THE TASK → Rewrite the items starting at the line containing "Tag the textured" and ending at the last item, keeping every request line. Offset each coordinate by subtracting 8 from both of its numbers.

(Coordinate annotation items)
** Begin **
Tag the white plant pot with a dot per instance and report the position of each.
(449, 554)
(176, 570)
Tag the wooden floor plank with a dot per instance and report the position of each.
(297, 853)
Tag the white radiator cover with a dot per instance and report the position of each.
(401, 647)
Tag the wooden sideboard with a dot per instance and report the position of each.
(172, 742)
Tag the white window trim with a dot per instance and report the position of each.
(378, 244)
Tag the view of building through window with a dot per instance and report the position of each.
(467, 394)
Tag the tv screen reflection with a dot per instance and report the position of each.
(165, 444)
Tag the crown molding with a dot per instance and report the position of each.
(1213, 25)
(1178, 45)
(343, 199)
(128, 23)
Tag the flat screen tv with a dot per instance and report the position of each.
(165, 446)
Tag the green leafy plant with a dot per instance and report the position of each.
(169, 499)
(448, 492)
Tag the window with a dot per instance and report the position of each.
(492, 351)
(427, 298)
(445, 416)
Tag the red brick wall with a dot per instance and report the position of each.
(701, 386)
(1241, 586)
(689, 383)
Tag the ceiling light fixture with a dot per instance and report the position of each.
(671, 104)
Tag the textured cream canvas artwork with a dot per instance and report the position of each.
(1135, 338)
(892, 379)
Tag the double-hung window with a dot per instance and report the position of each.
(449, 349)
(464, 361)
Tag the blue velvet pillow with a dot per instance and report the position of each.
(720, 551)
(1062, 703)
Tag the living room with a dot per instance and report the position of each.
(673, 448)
** End **
SOLUTION FOR THIS PROBLEM →
Tag the textured cream canvas artwork with a dot per instance and report the position of each.
(1127, 330)
(884, 371)
Tag the double-hung window with a dot per instance and report the position of each.
(441, 341)
(456, 353)
Tag the blue velvet pillow with a dot per instance and report the position of each.
(712, 543)
(1054, 695)
Tag the living room with a dot per instance and report the position of each.
(665, 440)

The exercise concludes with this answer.